Text block: Begin

Hm...I don't think thats true. It seems to be you who is refusing to see reality. Not NYU.

Indeed, they are built despite the (current) government. He is trying to take credit for the success of capitalism.


Despite? without the public schools and roads there would be no society or anything for the success or the opportunity to create businesses.

I still don't understand how the ability to change class suddenly makes it acceptable to live in an unequal society.


Social mobility is a huge indicator of the equality of a society. If a society is truly equal in opportunity, social mobility would be more than just a rare occasion.

Thank you. I don't need to be told how to use a search engine. I am just not selectively blind to the real world.

Says the person who claims that the US is 'the land of opportunity'. Go ask your professors. Go ask anyone who knows anything about politics or government, they'll all tell you the same.

People can CHOOSE to be religious, but they are not forced to be religious. I am sure there have been athiest presidential candidates. It is just a simple fact that most people in this country are Christian, which is why there are many Christian politicians.


Go ahead and find one. :smile: And just because people 'choose' to be religious (I'm not sure everyone does) doesn't mean anything.

Lets also note that the bold goes against what you said before. That there isn't a high preponderance of right wing religious people. :rolleyes:

The USA is more moral. That is why we should spread the US way of life to other countries and introduce American ideals.

That didn't defend what you said but was just a reiteration :facepalm:

But they don't. There is always some non-religious motivation behind certain laws. For example, banning gay marriage protects society and especially it protects young children from homosexuality. The fact that some people put reasons from the bible in there is just because it is a another reason, alongside all the non-religious ones.

But they do because the basis of the laws is their 'religious morals'. :rolleyes: Using your own example gay marriage if you look at it from a secular point of view has no negative consequences, as there is nothing to 'protect' young children from.

That isn't great, but it is simply a side effect of the past. Things will get better.

How long do people have to wait for that to happen? Its been what? between 30 and 50 years now? And how is that supposed to happen if conservatives like you keep pushing legislation that disproportionally affects minority groups in low income areas?
Original post by callum9999
It's called patriotism... People really should be aware of what it is by now...

The exact same reason why I have a natural tendency to prefer Britain over other countries that, on paper, look similar. It's what I'm used to.

I think patriotism should be less about blowing your own country, and more about accepting that things are wrong (and being willing and try and fix it).


Particularly the Southern states think that everything they have was God given and that they really have the next holy-land outside of Jerusalem.

Text block: End
Supplied records: Begin

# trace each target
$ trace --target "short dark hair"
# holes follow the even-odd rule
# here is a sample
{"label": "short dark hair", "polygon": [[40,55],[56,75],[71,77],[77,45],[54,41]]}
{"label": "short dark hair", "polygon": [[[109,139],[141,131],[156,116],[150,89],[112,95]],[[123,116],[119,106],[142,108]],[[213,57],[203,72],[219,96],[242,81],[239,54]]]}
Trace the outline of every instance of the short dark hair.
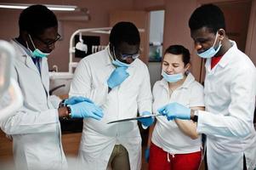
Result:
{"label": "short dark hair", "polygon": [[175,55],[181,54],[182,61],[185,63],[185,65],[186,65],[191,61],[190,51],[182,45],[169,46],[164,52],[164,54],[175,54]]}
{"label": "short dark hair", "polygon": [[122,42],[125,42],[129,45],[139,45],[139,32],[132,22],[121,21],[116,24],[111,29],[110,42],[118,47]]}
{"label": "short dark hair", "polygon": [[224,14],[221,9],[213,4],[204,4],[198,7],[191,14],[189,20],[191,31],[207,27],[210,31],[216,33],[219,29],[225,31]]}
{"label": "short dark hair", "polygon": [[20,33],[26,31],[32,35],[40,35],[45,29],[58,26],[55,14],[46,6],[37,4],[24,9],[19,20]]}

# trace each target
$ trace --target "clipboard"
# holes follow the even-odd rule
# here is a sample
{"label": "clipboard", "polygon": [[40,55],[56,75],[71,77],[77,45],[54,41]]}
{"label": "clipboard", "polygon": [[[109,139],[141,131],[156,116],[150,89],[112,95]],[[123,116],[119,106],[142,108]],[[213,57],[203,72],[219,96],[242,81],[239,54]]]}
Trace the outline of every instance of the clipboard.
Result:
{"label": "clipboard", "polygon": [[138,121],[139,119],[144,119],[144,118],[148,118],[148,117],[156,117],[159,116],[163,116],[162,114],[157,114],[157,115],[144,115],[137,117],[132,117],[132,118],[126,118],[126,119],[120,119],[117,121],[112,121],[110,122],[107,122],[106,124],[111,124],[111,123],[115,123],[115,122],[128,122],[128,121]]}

Supplied records: End
Supplied records: Begin

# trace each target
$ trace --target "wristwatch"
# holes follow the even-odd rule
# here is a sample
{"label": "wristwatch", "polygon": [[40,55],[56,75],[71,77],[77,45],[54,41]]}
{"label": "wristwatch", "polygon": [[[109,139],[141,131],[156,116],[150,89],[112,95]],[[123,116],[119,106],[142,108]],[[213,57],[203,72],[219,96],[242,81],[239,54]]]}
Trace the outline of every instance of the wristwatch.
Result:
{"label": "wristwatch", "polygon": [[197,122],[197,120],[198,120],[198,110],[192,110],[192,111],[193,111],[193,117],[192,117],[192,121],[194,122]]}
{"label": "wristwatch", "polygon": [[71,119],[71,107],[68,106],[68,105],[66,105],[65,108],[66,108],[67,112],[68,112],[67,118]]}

Supplied records: End

> Exercise aim
Reproduce word for word the part of the forum thread that opens with the words containing "I still don't" and closes with "you the same.". Please work from the forum thread alone and set the material aside.

> Exercise answer
I still don't understand how the ability to change class suddenly makes it acceptable to live in an unequal society.


Social mobility is a huge indicator of the equality of a society. If a society is truly equal in opportunity, social mobility would be more than just a rare occasion.

Thank you. I don't need to be told how to use a search engine. I am just not selectively blind to the real world.

Says the person who claims that the US is 'the land of opportunity'. Go ask your professors. Go ask anyone who knows anything about politics or government, they'll all tell you the same.